Input rows -
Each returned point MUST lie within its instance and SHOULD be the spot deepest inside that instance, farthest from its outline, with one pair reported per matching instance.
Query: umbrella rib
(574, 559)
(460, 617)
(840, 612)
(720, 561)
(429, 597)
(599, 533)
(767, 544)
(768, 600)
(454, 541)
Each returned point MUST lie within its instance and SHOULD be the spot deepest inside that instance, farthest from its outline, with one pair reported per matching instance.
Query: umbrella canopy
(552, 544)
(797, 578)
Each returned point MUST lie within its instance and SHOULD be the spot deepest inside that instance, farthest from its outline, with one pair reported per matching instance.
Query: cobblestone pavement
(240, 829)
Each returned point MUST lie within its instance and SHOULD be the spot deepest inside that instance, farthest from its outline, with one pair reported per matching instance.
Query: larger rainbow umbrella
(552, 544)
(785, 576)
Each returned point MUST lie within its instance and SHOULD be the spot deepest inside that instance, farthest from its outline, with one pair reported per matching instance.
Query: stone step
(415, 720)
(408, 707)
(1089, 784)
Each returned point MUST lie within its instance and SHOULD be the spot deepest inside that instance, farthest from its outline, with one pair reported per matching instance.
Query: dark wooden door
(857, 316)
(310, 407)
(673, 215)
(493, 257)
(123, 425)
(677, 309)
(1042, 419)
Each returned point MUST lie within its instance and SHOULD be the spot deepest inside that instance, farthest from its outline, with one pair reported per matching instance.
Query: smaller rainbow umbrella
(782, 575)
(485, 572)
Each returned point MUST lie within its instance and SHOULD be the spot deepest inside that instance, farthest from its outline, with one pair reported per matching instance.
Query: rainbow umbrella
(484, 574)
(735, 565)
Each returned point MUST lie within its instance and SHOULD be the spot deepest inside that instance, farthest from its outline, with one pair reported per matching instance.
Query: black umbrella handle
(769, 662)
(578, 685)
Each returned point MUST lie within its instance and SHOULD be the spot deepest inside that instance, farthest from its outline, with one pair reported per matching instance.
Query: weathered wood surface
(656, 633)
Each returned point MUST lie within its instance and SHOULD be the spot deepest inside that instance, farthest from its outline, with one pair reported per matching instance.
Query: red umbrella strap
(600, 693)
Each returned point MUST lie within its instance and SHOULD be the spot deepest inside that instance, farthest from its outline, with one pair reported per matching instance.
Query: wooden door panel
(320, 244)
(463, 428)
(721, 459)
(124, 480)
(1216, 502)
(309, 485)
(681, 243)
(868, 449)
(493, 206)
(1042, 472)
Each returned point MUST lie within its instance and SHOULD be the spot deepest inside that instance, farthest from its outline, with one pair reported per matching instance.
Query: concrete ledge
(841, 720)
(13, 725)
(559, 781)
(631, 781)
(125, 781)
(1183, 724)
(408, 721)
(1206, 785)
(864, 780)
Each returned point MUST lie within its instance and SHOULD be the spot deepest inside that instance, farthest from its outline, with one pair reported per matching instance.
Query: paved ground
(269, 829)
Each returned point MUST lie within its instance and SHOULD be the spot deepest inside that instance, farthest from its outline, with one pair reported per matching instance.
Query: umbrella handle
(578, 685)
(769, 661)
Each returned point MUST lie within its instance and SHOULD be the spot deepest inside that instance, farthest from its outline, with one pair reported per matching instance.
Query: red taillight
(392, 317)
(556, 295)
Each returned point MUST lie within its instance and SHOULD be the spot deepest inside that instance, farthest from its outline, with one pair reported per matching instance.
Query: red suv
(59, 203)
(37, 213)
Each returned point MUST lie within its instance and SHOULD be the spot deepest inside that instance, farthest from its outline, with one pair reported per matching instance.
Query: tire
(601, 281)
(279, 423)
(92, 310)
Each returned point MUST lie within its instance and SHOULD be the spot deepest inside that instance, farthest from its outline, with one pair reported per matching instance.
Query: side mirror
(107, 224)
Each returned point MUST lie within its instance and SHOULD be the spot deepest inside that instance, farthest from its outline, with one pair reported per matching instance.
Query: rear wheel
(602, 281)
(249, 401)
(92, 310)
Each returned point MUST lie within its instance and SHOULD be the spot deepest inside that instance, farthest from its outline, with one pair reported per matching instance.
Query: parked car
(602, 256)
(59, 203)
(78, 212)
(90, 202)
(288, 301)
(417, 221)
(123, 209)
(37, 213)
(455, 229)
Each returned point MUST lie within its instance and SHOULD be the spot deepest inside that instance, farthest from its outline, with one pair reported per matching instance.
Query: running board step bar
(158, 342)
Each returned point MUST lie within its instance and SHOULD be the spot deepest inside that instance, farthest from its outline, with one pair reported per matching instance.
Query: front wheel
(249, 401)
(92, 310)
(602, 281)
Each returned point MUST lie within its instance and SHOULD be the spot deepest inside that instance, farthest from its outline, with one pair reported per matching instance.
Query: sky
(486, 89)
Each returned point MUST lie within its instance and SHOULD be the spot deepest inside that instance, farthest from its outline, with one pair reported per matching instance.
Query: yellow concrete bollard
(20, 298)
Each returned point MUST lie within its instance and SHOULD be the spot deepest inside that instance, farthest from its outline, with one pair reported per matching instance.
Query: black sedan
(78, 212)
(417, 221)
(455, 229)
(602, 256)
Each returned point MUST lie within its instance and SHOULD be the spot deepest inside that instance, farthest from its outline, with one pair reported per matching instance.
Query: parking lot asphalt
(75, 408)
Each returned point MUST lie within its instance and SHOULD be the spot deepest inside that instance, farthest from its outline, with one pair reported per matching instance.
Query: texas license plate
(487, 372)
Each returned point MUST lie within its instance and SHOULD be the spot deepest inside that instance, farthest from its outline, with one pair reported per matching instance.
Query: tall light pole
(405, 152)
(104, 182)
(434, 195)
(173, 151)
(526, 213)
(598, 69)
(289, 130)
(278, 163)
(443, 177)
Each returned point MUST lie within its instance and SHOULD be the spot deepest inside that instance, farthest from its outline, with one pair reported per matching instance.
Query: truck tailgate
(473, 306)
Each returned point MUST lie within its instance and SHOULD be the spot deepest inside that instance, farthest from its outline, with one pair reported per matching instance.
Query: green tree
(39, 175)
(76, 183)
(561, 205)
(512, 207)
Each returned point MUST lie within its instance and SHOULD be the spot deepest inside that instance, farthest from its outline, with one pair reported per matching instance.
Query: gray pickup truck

Your objective - Can you pull out every line in the entries above that contains the string "door"? Treat uppercase and lowercase letters as different.

The reply -
Query: dark wooden door
Query: wooden door panel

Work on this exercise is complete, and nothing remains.